**Указание A**
Соберите все строки записей, в которых встречается слово «window».

====== Предложенный отрывок

ЕЛЕНА КУДРЯВЦЕВА, позывной «Вихрь»
Шла четвертая минута полета. Алдан в кожаном шлеме, перчатках и защитных очках сидел у приборной доски. Космонавт-исследователь Чайка расположилась на заднем сиденье среди запасов провизии и баллонов с питьевой водой.
– По-моему, вся наша экспедиция – полный абсурд, – начала Чайка с деструктивной ноты. – Марс – это дыра, жопа мира.
– Вполне возможно, – согласилась я. – Ученые утверждают, что на Марсе довольно неуютно: средняя температура – минус 126 градусов Цельсия, атмосфера сильно разрежена и на 96 процентов состоит из углекислого газа. Космонавтам придется носить скафандры и кислородные шлемы.
– Никогда не носил скафандр! – обрадовался Алдан.

============
====== Выдержка из данных

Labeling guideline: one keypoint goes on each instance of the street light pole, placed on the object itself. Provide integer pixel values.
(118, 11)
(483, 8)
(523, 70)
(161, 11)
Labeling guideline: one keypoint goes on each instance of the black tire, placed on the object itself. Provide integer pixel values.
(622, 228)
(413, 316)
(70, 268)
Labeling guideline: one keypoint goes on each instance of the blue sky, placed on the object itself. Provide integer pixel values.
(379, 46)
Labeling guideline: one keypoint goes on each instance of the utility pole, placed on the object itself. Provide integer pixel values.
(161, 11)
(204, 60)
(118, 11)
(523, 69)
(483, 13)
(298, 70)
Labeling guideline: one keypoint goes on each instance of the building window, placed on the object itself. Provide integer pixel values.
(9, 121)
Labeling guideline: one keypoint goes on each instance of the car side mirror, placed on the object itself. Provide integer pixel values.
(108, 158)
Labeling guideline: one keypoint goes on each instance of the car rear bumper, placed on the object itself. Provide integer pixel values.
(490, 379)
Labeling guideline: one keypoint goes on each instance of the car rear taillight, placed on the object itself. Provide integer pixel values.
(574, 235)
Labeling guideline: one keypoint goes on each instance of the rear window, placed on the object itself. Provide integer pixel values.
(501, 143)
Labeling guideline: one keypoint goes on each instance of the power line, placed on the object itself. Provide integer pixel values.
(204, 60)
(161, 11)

============
====== Выдержка из данных

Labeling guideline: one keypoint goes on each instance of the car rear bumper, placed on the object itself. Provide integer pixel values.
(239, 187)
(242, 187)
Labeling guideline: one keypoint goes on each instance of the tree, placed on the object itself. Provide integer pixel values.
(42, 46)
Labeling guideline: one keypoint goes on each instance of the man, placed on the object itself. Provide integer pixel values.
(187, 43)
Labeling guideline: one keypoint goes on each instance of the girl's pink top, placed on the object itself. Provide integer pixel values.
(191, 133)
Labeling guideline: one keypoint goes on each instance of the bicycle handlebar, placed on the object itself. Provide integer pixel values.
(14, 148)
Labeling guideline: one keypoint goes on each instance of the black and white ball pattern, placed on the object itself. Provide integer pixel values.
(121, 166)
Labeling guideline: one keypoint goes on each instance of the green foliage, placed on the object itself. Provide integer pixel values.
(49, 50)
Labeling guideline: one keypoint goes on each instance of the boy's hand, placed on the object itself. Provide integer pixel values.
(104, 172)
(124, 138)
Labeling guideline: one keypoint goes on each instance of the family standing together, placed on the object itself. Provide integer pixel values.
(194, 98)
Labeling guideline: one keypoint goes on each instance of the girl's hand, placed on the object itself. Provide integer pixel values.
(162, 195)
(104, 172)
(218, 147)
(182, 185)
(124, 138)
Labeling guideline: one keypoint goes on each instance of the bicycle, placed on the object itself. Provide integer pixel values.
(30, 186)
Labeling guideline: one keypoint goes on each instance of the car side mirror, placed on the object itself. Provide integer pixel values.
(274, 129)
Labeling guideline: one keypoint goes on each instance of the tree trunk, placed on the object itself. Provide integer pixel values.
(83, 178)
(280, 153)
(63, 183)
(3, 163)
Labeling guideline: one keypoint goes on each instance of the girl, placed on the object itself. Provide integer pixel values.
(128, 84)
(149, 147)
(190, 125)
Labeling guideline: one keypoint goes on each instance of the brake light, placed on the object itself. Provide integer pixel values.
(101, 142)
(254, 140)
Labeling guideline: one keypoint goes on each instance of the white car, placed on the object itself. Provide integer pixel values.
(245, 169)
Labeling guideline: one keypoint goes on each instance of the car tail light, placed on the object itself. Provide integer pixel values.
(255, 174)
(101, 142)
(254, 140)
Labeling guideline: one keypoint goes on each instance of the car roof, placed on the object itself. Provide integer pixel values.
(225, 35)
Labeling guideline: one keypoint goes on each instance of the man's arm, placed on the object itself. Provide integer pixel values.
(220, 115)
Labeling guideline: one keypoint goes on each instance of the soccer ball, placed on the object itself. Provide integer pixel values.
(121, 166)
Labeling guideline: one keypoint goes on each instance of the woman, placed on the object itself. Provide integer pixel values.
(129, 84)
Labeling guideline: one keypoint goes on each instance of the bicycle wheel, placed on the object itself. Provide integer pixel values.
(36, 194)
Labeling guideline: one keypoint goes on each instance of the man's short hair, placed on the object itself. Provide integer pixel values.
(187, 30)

============

**Указание B**
Ответьте на вопросы по отрывку, помечая ответы так же, как вопросы.
(i) Где расположилась Чайка во время полета?
(ii) Какова средняя температура на Марсе по утверждению ученых?
(iii) Чего, по его словам, никогда не носил Алдан?

**Решение задачи A**
Labeling guideline: one keypoint goes on each instance of the building window, placed on the object itself. Provide integer pixel values.
Labeling guideline: one keypoint goes on each instance of the rear window, placed on the object itself. Provide integer pixel values.

**Решение задачи B**
(i) На заднем сиденье среди запасов провизии и баллонов с питьевой водой.
(ii) Минус 126 градусов Цельсия.
(iii) Скафандр.